**Passage provided**

= = = =

I have two unrelated suggestions about unjoin.

First, you may want to follow the model set by splitter() instead of 
split() when defining unjoin(). This is because split() allocates memory 
whereas splitter splits lazily so it doesn't need to. If you do want 
split(), just call array(splitter()).

Second, there is an ambiguity between splitting using a string as 
separator and splitting using a set of characters as separator. This 
could be solved by simply using different names:

string str = ...;
foreach (splitByOneOf(str, "; ")) { ... }
foreach (splitter(str, "; ")) { ... }

First look splits by one of the two, whereas the second splits by the 
exact string "; ".

An idea I am toying with is to factor things out into the data types. 
After all, if I'm splitting by "one of" an element in a set of elements, 
that should be reflected in the set's type. For example:

foreach (splitter(str, either(';', ' ')) { ... }
foreach (splitter(str, "; ")) { ... }

or, using a more general notion of a set:

foreach (splitter(str, set(';', ' ')) { ... }

One nice outcome is that we can then reuse the same pattern in other 
signatures.


Andrei

May 17 2010

"Simen kjaeraas" <simen.kjaras gmail.com> writes:

Andrei Alexandrescu <SeeWebsiteForEmail erdani.org> wrote:

 I have two unrelated suggestions about unjoin.

 First, you may want to follow the model set by splitter() instead of  
 split() when defining unjoin(). This is because split() allocates memory  
 whereas splitter splits lazily so it doesn't need to. If you do want  
 split(), just call array(splitter()).

= = = =

**Data supplied**

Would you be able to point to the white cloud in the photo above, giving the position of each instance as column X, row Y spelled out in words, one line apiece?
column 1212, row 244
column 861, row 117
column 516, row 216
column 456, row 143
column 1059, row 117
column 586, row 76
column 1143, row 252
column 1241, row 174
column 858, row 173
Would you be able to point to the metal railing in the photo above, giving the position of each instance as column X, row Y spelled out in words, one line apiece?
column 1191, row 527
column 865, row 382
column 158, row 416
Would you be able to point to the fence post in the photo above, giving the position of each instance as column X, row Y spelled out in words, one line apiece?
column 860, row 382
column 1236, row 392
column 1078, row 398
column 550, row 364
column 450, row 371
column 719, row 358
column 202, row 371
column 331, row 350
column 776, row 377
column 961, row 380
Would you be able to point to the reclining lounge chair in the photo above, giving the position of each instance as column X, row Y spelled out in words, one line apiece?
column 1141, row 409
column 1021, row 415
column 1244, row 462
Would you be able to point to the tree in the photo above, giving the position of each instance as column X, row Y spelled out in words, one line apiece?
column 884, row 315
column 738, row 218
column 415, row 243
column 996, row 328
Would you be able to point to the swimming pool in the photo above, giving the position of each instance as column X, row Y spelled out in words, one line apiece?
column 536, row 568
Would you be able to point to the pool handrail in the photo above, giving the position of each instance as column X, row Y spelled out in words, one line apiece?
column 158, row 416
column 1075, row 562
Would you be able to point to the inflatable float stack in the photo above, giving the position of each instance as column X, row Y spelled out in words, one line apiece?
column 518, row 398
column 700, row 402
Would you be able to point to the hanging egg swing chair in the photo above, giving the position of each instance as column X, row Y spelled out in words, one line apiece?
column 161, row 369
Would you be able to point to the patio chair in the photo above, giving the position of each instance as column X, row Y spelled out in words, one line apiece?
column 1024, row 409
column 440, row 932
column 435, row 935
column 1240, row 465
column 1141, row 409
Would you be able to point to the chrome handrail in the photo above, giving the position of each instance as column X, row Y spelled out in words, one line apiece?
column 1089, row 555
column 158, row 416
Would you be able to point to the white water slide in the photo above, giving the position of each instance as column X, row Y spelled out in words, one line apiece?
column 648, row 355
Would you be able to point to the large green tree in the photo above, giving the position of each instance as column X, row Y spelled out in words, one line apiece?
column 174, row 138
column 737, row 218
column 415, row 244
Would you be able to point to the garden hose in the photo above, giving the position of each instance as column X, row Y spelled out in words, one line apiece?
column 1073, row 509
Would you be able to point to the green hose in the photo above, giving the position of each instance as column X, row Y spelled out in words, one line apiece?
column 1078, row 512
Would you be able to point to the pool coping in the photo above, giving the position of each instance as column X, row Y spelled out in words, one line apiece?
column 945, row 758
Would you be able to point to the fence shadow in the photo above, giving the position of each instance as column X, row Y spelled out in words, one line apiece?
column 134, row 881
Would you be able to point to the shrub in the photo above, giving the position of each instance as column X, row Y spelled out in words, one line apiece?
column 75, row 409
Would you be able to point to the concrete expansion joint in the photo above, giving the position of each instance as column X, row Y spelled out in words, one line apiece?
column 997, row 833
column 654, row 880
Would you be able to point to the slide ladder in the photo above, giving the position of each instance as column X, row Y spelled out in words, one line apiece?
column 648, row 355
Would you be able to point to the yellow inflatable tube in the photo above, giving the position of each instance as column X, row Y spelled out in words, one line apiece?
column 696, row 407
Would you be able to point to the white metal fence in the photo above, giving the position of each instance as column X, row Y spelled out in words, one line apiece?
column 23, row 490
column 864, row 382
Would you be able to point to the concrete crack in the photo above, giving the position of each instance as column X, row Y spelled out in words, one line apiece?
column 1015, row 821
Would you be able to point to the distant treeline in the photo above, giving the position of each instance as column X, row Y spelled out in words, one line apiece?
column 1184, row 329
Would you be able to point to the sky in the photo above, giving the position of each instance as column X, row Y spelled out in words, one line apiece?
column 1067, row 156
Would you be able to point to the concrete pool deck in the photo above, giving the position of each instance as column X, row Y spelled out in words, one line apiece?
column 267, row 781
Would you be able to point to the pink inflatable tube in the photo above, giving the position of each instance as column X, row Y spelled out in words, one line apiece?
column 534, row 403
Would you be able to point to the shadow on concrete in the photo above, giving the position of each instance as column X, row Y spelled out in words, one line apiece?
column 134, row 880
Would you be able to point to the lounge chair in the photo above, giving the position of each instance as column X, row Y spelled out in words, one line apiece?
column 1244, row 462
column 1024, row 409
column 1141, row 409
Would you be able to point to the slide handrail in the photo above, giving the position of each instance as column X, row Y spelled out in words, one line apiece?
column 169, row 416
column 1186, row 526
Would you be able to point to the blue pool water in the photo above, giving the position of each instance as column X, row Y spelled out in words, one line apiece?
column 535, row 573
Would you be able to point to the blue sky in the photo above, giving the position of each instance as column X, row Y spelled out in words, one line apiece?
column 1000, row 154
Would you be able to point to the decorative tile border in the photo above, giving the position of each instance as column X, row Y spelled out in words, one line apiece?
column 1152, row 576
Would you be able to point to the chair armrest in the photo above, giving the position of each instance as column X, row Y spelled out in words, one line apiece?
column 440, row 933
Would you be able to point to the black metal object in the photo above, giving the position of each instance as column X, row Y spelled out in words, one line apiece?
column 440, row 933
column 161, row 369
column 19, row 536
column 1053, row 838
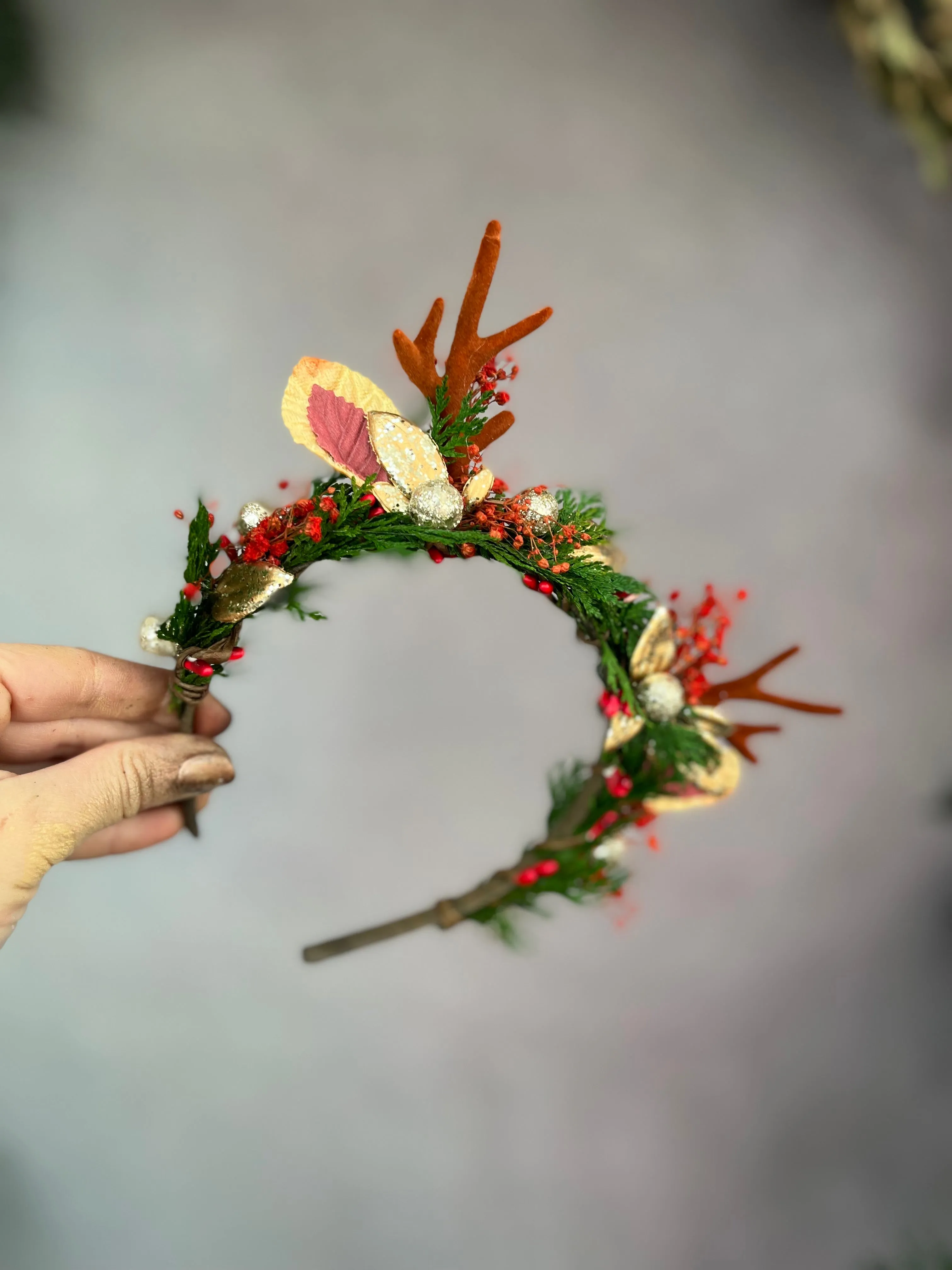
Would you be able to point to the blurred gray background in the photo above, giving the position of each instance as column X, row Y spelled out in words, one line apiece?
column 751, row 356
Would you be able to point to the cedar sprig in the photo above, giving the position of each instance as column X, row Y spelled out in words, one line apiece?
column 611, row 611
column 452, row 435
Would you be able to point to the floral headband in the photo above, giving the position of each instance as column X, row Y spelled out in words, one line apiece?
column 399, row 487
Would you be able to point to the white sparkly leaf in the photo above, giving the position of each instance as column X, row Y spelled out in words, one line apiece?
column 655, row 649
column 408, row 454
column 150, row 642
column 621, row 729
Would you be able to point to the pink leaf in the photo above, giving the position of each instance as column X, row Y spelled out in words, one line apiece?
column 341, row 428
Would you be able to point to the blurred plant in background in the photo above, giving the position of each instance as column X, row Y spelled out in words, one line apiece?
column 905, row 51
column 18, row 59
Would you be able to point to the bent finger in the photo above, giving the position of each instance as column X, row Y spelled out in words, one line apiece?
column 40, row 684
column 45, row 816
column 145, row 830
column 53, row 742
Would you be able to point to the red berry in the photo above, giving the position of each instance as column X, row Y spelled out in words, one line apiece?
column 609, row 704
column 619, row 784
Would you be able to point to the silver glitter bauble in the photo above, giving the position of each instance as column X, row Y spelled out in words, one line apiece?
column 437, row 505
column 662, row 696
column 611, row 850
column 150, row 643
column 540, row 511
column 251, row 516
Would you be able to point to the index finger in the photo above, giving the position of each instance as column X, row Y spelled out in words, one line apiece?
column 42, row 683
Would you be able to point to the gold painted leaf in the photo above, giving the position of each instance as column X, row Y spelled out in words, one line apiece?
column 390, row 498
column 706, row 787
column 243, row 588
column 655, row 651
column 409, row 455
column 478, row 487
column 711, row 723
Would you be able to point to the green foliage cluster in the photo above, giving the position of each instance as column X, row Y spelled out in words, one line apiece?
column 904, row 49
column 452, row 436
column 611, row 611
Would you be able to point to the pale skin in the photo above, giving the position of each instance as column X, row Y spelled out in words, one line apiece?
column 92, row 763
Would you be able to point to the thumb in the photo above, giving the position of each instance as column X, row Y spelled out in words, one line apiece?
column 46, row 815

= = = =

**What to do**
Extend the forum thread on unjoin and splitter, picking up right after its last line. The records are separate material from the forum thread on unjoin and splitter.

**Output for this task**
 Second, there is an ambiguity between splitting using a string as  
 separator and splitting using a set of characters as separator. This  
 could be solved by simply using different names:

 string str = ...;
 foreach (splitByOneOf(str, "; ")) { ... }
 foreach (splitter(str, "; ")) { ... }

 First look splits by one of the two, whereas the second splits by the  
 exact string "; ".

 An idea I am toying with is to factor things out into the data types.  
 After all, if I'm splitting by "one of" an element in a set of elements,  
 that should be reflected in the set's type. For example:

 foreach (splitter(str, either(';', ' ')) { ... }
 foreach (splitter(str, "; ")) { ... }

 or, using a more general notion of a set:

 foreach (splitter(str, set(';', ' ')) { ... }

D could use a set type, and this is a very nice way to specify these
different parameters.

votes = -~votes;

-- 
Simen

May 17 2010

Pelle <pelle.mansson gmail.com> writes:

On 05/17/2010 08:00 PM, Simen kjaeraas wrote:
 D could use a set type, and this is a very nice way to specify these
 different parameters.

 votes = -~votes;

I agree, and I find a set type to be generally very useful. :)

May 17 2010

"Steven Schveighoffer" <schveiguy yahoo.com> writes:

On Mon, 17 May 2010 14:00:41 -0400, Simen kjaeraas  
<simen.kjaras gmail.com> wrote:

 Andrei Alexandrescu <SeeWebsiteForEmail erdani.org> wrote:

 I have two unrelated suggestions about unjoin.

 First, you may want to follow the model set by splitter() instead of  
 split() when defining unjoin(). This is because split() allocates  
 memory whereas splitter splits lazily so it doesn't need to. If you do  
 want split(), just call array(splitter()).

 Second, there is an ambiguity between splitting using a string as  
 separator and splitting using a set of characters as separator. This  
 could be solved by simply using different names:

 string str = ...;
 foreach (splitByOneOf(str, "; ")) { ... }
 foreach (splitter(str, "; ")) { ... }

 First look splits by one of the two, whereas the second splits by the  
 exact string "; ".

 An idea I am toying with is to factor things out into the data types.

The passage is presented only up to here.